══ Information ══
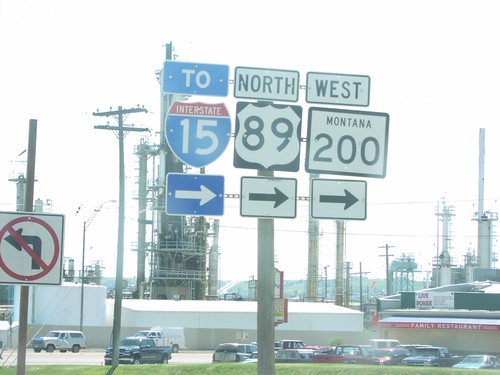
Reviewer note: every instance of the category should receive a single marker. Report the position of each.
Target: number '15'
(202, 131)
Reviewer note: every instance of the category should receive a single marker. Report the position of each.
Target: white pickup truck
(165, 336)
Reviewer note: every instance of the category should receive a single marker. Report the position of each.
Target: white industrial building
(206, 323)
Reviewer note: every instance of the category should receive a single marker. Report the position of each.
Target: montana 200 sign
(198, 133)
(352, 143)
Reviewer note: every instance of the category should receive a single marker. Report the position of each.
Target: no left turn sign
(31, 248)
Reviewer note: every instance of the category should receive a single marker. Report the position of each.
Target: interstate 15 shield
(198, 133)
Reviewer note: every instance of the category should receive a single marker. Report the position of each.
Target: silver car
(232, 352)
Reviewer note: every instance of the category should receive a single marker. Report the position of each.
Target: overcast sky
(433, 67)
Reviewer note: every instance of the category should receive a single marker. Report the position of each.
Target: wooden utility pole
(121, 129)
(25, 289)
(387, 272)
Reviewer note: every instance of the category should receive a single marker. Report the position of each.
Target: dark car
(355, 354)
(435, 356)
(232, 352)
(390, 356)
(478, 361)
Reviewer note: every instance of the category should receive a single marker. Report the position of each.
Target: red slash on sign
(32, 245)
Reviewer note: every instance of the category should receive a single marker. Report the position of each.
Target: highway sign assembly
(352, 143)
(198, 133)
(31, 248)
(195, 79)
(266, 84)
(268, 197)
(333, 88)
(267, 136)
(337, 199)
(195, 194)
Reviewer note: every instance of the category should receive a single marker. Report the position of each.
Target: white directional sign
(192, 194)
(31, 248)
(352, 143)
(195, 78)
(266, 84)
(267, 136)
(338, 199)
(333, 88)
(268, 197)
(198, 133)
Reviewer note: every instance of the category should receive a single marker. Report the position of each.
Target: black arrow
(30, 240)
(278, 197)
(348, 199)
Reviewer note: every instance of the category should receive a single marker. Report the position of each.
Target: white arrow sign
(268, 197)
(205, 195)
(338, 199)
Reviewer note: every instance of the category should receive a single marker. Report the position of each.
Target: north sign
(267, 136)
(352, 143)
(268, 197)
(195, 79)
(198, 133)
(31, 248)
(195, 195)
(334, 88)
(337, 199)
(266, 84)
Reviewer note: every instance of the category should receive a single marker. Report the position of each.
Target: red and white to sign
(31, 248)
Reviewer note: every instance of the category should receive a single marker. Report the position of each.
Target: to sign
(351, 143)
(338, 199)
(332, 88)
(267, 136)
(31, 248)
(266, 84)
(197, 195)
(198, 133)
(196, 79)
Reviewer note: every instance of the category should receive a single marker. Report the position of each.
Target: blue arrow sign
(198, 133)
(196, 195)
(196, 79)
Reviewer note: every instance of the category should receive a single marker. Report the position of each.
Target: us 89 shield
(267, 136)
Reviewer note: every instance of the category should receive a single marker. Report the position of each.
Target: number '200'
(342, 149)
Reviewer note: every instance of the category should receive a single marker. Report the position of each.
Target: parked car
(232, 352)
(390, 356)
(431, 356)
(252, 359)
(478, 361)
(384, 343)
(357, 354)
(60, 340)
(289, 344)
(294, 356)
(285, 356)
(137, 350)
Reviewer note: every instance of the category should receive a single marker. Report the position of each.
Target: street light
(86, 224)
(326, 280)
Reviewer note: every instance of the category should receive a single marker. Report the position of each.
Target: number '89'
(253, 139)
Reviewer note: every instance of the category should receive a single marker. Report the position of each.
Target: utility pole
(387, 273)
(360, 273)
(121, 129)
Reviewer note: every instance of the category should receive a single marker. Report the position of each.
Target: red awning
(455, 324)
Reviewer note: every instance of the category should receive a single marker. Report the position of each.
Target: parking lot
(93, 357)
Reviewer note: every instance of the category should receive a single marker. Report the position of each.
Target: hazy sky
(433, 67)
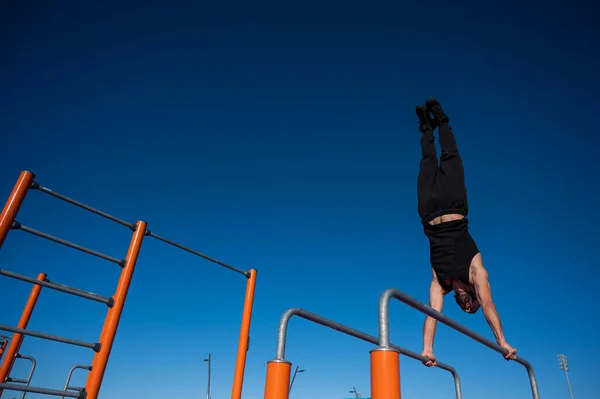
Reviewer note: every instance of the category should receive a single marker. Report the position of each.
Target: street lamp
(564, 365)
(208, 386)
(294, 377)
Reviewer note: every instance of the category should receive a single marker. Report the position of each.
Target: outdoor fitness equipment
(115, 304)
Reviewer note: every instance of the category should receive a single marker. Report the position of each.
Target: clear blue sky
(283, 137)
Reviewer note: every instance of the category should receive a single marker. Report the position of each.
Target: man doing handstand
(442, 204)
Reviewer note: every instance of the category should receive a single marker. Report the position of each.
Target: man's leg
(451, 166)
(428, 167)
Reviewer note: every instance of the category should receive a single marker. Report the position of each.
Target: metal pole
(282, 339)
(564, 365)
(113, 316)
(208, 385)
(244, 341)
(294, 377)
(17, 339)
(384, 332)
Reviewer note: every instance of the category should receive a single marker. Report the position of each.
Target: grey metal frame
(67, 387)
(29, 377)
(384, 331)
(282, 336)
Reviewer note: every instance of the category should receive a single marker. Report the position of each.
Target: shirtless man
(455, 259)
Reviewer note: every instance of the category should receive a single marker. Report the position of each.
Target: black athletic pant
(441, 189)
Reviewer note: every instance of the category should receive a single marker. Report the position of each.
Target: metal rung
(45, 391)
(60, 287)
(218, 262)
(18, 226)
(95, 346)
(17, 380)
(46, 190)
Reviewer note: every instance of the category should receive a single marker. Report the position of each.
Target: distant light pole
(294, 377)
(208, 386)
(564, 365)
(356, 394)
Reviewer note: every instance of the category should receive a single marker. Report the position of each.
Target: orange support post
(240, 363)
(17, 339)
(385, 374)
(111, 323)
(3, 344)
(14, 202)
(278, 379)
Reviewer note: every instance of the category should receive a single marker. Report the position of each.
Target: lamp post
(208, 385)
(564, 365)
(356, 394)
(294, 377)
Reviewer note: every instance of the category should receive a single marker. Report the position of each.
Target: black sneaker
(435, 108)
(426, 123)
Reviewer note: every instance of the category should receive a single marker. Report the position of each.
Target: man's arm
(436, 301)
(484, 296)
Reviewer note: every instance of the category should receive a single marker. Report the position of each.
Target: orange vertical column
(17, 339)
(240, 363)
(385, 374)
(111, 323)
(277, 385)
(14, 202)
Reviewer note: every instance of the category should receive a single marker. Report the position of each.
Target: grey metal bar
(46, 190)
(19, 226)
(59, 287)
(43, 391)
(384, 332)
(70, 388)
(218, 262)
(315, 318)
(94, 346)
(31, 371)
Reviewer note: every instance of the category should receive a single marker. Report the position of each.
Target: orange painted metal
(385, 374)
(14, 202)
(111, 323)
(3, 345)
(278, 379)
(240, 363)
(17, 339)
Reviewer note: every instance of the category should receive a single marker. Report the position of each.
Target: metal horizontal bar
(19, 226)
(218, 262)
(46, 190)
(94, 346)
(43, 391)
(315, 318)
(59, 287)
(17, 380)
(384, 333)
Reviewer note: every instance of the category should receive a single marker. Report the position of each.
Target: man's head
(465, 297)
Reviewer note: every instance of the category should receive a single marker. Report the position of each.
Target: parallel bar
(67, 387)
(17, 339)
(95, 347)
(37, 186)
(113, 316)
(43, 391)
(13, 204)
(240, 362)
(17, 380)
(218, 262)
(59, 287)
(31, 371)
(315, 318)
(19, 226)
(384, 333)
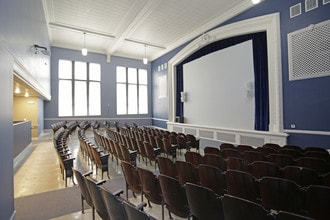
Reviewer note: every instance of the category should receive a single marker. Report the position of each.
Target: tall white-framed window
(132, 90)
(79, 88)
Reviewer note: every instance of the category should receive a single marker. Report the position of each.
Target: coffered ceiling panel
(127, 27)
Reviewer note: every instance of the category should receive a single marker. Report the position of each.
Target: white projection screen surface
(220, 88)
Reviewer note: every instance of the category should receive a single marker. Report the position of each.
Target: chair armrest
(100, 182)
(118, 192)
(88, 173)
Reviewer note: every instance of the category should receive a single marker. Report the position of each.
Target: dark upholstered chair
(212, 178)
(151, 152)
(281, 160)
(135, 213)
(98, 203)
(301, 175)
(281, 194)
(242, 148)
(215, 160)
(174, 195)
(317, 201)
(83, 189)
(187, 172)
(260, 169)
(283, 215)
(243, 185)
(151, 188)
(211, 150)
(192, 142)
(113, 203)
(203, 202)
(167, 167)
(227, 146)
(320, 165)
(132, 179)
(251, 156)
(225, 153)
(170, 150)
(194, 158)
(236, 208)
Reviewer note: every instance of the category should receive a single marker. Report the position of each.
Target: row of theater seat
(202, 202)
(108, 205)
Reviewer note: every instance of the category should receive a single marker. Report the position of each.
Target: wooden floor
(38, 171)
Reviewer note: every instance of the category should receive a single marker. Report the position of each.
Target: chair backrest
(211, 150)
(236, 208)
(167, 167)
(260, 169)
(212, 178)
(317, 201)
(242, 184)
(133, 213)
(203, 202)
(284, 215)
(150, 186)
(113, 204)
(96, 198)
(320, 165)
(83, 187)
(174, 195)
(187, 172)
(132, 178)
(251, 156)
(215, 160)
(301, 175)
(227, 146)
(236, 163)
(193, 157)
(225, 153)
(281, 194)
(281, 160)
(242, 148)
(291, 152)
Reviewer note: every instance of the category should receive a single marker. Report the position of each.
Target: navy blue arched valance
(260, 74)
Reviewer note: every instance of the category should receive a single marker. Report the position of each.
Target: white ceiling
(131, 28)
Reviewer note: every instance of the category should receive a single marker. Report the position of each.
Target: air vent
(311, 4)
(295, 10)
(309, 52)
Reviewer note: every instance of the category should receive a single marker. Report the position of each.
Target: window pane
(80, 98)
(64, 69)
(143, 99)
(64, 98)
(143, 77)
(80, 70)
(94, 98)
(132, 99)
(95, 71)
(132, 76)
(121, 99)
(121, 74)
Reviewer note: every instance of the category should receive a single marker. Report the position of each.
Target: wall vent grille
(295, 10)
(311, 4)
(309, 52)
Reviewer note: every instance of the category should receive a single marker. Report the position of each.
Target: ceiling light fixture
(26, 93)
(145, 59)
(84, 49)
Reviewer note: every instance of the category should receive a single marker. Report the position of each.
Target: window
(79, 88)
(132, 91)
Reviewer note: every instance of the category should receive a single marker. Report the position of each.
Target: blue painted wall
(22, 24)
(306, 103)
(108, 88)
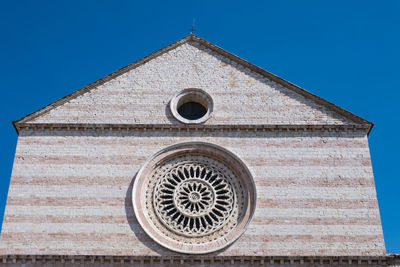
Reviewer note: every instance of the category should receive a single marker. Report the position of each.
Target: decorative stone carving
═══
What needs to be done:
Word for word, restate the lines from the line with "Target: blue painted wall" through the last line of the entries, and nothing beyond them. Omit pictures.

Solution to the exercise:
Target: blue painted wall
(22, 24)
(306, 103)
(108, 88)
Reviewer note: every instance of the category should receive a single marker. Report the position of each.
Target: decorative stone carving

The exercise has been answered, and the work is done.